--- Start of Available records ---

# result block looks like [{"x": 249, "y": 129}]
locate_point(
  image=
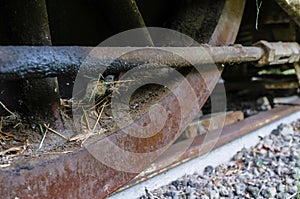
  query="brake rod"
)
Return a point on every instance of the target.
[{"x": 22, "y": 62}]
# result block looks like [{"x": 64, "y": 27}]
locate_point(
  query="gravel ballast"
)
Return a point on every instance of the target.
[{"x": 268, "y": 170}]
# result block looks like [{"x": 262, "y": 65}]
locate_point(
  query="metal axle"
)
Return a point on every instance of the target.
[{"x": 22, "y": 62}]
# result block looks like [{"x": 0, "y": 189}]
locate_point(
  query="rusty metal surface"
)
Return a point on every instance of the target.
[
  {"x": 199, "y": 147},
  {"x": 279, "y": 53},
  {"x": 21, "y": 62},
  {"x": 291, "y": 7},
  {"x": 80, "y": 175}
]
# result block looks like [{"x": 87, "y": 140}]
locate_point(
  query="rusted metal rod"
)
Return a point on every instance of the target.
[{"x": 38, "y": 62}]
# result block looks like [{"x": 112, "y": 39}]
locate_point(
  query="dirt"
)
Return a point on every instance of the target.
[{"x": 23, "y": 139}]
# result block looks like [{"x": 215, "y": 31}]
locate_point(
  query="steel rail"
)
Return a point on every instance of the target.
[{"x": 200, "y": 146}]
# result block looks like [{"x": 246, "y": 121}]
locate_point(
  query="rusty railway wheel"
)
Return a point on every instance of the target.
[{"x": 80, "y": 174}]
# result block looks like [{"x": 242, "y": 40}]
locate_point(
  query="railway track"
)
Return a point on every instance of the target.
[
  {"x": 232, "y": 139},
  {"x": 34, "y": 78}
]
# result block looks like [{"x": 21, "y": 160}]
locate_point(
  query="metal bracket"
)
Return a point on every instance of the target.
[{"x": 278, "y": 52}]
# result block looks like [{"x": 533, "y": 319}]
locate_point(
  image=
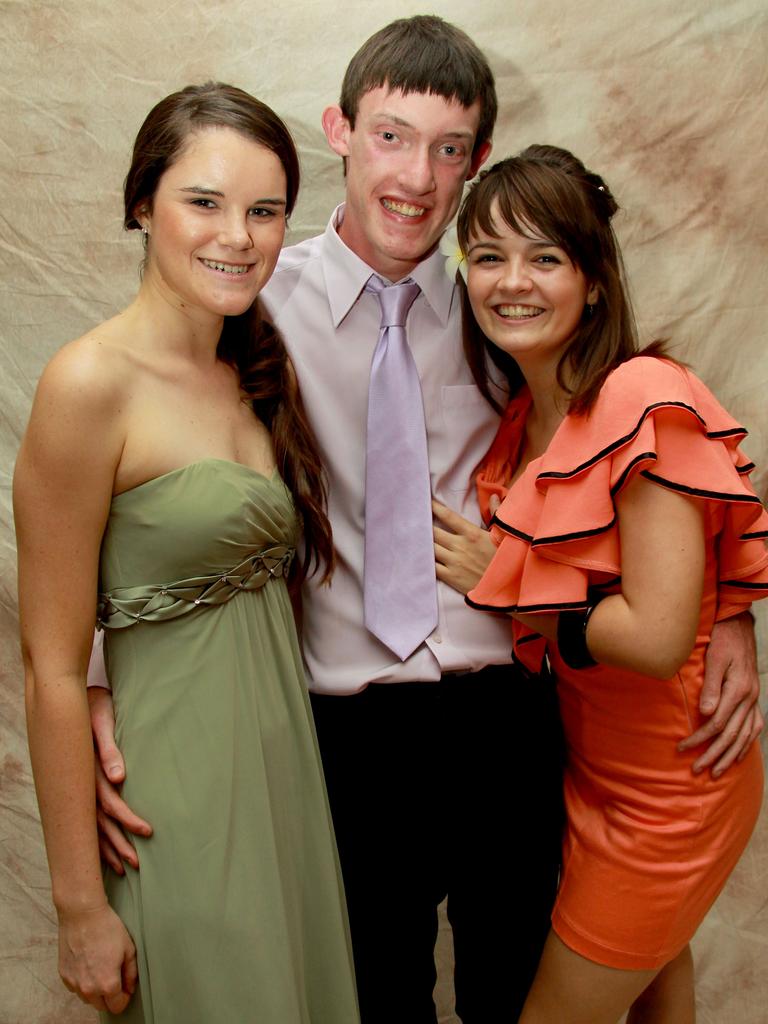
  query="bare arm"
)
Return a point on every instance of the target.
[
  {"x": 62, "y": 486},
  {"x": 650, "y": 627},
  {"x": 113, "y": 814},
  {"x": 730, "y": 696}
]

--- End of Available records ---

» **What you have to do**:
Without including any pictures, output all the entries above exactly.

» **Task response**:
# result block looks like [{"x": 249, "y": 129}]
locate_point(
  image=
  query="brake rod"
)
Return a point on every instance of the target.
[{"x": 22, "y": 62}]
# result block looks like [{"x": 64, "y": 27}]
locate_point(
  query="gravel ballast"
)
Return a point on every instance of the target.
[{"x": 268, "y": 170}]
# result block looks like [{"x": 262, "y": 65}]
locate_point(
  query="metal axle"
)
Return a point on every instance of the target.
[{"x": 22, "y": 62}]
# result block looks like [{"x": 0, "y": 189}]
locate_point(
  query="rusty metal surface"
)
Return a point on every instance of the target.
[
  {"x": 199, "y": 147},
  {"x": 279, "y": 53},
  {"x": 21, "y": 62},
  {"x": 291, "y": 7},
  {"x": 80, "y": 175}
]
# result block looks like [{"x": 87, "y": 140}]
locate_point(
  query="rusted metal rod"
)
Return a point on every instance of the target.
[{"x": 38, "y": 62}]
# result block looks like [{"x": 112, "y": 39}]
locate_point(
  query="dirt"
)
Return a point on every instance of the target.
[{"x": 23, "y": 139}]
# result block looks like [{"x": 215, "y": 31}]
locate_point(
  query="steel rail"
)
Return a point on every instance of the target.
[{"x": 200, "y": 146}]
# result block looks like [{"x": 246, "y": 121}]
locate_point(
  query="rusty railway wheel"
)
Return a point on every instance of the target.
[{"x": 80, "y": 174}]
# result block looks like [{"x": 242, "y": 40}]
locate_point(
  query="railway track"
)
Return a point on every instance of the target.
[
  {"x": 232, "y": 139},
  {"x": 34, "y": 78}
]
# result block looks like [{"x": 21, "y": 160}]
locate_point(
  query="metal bracket"
)
Return a point on every instance of the target.
[{"x": 278, "y": 52}]
# result block looks like [{"x": 533, "y": 319}]
locate_point(
  image=
  query="bare arm"
)
Return a point on every instance of the target.
[
  {"x": 62, "y": 486},
  {"x": 650, "y": 627},
  {"x": 113, "y": 814},
  {"x": 730, "y": 696}
]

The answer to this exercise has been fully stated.